Exercise description:
Your job is to transcribe all the records that follow, excluding any pictures.
'''
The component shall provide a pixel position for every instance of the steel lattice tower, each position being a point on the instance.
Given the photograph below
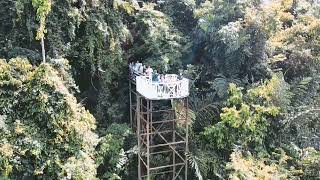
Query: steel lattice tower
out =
(162, 134)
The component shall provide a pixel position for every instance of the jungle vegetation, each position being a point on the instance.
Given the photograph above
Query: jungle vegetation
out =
(255, 93)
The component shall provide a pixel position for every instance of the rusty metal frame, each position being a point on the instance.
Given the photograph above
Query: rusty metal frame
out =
(172, 142)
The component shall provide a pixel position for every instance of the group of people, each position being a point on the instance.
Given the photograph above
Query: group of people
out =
(140, 69)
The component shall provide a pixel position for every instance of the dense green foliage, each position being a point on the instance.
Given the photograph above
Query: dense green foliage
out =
(254, 68)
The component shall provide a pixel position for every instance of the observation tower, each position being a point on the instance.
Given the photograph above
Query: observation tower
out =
(161, 129)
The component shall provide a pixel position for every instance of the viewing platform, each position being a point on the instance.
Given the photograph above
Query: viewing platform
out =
(154, 86)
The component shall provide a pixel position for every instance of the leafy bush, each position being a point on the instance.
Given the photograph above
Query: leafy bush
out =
(44, 132)
(246, 118)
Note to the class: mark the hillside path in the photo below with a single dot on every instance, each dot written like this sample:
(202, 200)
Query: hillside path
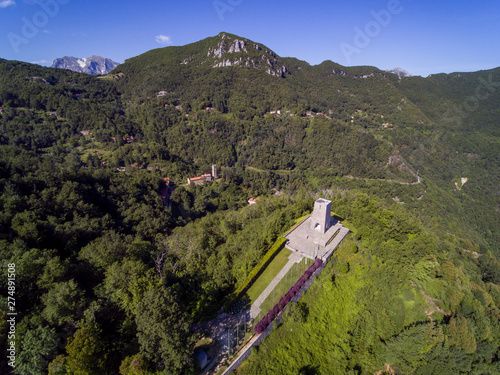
(255, 308)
'''
Response:
The component shall provide a pixel position for every instance of the steel lattice tower, each position being a point on the instance.
Given the photograph below
Query: steel lattice tower
out =
(162, 134)
The component shall provide a pixel position for every instance of the jungle vegetation, each position being a point on the instance.
Given the photograph above
Query: jungle vegetation
out =
(255, 93)
The component shall provide a pixel position for every instance of the rusty metal frame, each position being a point on the instance.
Given the photograph above
Query: rusty metal frame
out =
(172, 142)
The component shall provide a pixel position for every instance of the group of people, each position being a point on the instance.
Given the photograph above
Query: group of people
out =
(140, 69)
The component shall provide a pixel position for every instance of the dense green foliage, each position being a point on the instance.
Given the photograph above
Query: dense green foliage
out =
(254, 68)
The component shall provide a pixel position for every instance of the observation tower, each position being a point on the instance.
Given the photograph above
Query: observation tower
out =
(161, 129)
The component shall provide a pixel position for every instance of the viewing platform, each position being a point on the instance.
Given the photograph above
Query: viewing platform
out =
(154, 86)
The component shall provide a pixel position for every instance of the leafy bush, each position being a point on the instance.
Given the photograph above
Query: leafy bush
out =
(44, 132)
(246, 118)
Note to the class: mark the hillside path in the photo below with a single dot on every instance, each dot written like this sample:
(202, 200)
Query: hillside path
(255, 308)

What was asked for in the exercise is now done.